WHAT THIS TASK INVOLVES: Quote the records below word for word, starting at the line with "If you could mark the white wall" and continuing through the last line of the records.

GIVEN INFORMATION:
■ ■ ■ ■ ■ ■ ■

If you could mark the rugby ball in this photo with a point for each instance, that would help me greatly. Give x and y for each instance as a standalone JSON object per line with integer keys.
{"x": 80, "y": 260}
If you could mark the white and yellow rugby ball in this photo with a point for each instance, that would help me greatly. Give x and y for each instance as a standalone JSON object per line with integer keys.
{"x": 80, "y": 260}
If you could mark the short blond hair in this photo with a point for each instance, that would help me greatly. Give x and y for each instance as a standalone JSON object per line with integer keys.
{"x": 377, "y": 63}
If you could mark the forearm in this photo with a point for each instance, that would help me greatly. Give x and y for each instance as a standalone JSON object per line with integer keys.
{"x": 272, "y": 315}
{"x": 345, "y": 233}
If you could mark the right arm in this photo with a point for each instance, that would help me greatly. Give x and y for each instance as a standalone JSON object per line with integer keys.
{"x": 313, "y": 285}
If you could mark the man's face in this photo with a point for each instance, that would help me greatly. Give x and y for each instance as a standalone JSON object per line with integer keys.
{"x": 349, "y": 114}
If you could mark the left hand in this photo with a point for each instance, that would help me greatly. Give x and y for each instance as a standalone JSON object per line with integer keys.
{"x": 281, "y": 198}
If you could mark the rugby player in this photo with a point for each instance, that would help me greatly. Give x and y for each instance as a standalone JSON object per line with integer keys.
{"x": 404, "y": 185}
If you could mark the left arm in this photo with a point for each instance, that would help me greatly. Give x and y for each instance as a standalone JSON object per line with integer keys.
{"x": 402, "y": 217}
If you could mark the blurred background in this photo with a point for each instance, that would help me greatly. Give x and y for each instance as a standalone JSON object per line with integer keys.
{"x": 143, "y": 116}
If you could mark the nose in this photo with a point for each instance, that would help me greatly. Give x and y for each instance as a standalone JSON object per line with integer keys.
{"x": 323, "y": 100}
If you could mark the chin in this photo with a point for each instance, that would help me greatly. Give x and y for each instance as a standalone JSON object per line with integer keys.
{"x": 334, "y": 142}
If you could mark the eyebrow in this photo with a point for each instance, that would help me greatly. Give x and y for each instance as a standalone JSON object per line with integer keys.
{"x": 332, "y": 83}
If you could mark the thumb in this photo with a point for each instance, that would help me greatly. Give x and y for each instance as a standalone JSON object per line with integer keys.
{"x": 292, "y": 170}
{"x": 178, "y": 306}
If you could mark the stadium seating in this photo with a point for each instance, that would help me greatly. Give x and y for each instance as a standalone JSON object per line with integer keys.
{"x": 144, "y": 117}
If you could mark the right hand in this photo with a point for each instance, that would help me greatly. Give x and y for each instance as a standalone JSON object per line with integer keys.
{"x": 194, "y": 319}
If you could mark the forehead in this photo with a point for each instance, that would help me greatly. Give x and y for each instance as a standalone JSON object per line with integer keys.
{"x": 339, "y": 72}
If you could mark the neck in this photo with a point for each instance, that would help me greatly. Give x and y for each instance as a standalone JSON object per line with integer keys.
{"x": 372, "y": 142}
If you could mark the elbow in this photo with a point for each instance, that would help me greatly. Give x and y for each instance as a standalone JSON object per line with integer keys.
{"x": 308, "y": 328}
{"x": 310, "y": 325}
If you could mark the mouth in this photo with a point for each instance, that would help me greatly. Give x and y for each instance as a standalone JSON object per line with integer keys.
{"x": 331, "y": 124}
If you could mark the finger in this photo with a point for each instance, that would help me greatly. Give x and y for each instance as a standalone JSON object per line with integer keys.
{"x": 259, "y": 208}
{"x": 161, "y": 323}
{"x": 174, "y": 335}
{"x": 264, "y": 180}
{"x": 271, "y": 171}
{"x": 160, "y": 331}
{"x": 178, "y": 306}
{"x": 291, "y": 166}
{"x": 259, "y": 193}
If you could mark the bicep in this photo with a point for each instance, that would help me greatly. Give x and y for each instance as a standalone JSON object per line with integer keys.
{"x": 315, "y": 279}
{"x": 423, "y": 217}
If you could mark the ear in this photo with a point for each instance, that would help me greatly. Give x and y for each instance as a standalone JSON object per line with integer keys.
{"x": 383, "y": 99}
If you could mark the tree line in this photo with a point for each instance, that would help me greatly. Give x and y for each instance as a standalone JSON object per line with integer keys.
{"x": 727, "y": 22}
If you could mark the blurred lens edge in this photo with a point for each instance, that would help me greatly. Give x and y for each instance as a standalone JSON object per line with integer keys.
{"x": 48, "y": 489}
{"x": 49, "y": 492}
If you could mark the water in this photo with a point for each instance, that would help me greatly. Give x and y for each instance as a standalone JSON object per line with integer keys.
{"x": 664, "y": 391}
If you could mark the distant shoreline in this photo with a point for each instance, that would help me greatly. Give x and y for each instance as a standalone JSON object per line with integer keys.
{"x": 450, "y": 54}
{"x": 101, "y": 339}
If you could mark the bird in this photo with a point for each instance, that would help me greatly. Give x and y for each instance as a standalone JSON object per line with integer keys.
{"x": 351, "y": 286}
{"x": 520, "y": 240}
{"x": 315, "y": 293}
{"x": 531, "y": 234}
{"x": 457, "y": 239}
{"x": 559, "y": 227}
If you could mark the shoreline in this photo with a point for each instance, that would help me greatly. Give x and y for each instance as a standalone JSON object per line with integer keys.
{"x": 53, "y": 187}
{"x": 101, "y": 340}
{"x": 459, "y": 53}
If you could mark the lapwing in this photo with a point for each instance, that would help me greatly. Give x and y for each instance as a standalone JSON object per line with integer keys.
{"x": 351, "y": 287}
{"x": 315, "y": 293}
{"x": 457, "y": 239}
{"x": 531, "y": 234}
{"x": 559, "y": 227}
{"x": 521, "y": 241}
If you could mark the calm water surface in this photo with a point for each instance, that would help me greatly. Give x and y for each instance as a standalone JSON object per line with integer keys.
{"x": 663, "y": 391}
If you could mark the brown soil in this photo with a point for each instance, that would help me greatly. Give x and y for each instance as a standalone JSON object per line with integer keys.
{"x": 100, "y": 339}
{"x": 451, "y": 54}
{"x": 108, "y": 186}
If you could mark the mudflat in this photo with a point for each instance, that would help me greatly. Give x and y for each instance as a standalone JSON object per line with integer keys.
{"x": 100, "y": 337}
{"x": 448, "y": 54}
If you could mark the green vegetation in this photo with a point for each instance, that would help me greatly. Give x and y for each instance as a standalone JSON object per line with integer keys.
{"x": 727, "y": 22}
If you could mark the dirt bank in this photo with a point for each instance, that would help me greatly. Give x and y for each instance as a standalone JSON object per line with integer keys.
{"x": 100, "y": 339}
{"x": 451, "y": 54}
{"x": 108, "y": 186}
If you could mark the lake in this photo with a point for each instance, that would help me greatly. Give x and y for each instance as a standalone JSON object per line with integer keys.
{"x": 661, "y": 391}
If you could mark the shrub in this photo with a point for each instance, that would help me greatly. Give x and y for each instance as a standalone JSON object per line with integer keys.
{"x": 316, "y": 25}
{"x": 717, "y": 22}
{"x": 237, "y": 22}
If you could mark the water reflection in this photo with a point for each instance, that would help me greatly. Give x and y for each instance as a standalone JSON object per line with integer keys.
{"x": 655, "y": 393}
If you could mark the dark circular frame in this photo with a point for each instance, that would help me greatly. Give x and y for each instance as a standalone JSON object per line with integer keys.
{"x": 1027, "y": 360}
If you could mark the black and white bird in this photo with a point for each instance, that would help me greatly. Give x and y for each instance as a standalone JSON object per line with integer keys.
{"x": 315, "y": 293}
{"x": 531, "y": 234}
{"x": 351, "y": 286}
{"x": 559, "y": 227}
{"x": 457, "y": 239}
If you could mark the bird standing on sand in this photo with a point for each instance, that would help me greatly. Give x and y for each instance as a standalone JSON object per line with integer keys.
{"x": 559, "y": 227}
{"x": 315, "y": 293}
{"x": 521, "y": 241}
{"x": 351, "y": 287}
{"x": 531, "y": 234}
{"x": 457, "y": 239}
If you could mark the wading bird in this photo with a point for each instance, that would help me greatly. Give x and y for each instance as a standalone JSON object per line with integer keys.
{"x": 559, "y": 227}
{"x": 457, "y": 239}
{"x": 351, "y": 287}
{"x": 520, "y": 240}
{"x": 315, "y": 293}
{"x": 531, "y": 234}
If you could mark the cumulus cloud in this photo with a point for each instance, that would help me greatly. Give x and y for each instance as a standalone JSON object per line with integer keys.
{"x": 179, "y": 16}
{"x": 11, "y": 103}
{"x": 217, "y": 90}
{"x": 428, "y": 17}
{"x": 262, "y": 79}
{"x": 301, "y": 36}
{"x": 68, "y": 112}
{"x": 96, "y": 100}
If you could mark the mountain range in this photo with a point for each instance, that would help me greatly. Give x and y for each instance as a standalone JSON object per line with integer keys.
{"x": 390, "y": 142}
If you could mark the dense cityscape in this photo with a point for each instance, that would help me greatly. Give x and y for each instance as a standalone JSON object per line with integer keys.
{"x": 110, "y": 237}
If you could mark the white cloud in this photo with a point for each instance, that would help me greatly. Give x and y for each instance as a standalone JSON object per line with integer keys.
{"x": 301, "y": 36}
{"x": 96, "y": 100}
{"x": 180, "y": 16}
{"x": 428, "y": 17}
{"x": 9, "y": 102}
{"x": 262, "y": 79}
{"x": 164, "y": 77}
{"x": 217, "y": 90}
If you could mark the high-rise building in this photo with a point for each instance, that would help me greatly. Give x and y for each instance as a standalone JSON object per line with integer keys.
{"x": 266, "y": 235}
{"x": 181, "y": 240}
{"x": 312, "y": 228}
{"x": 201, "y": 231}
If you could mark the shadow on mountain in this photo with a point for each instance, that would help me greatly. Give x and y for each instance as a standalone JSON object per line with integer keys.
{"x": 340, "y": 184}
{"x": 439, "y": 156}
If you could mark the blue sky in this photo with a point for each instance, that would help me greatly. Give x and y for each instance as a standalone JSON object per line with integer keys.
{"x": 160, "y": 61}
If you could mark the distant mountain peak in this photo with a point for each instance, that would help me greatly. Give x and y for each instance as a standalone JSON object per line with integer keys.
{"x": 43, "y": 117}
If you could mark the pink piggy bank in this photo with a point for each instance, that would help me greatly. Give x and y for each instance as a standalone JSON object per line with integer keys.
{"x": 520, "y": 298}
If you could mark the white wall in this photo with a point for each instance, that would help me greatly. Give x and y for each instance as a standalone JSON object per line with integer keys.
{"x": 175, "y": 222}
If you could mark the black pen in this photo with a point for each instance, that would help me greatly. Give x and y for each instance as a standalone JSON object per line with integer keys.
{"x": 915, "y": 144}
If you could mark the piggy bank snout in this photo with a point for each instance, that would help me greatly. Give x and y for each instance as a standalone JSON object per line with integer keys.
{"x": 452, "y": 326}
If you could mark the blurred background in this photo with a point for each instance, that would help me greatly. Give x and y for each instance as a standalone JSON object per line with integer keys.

■ ■ ■ ■ ■ ■ ■

RESPONSE TO THE TASK:
If you could mark the white wall in this photo with a point for each instance, that would help me greatly. Give x and y for each instance as a standalone JSON object per line with integer keys.
{"x": 175, "y": 222}
If you could mark the black pen in this photo with a point for each instance, that would help me greatly. Give x and y for each instance as a standalone JSON object per line with integer keys.
{"x": 915, "y": 144}
If you could mark the piggy bank snout in this photo with a point for each instance, that would help me greatly. Give x and y for each instance as a standalone JSON object per line with integer keys.
{"x": 452, "y": 326}
If you could mark the blurred background in this photo with a point for each instance, that would help me greatly. Give x and y for each instance as a standalone JSON object per line with integer keys.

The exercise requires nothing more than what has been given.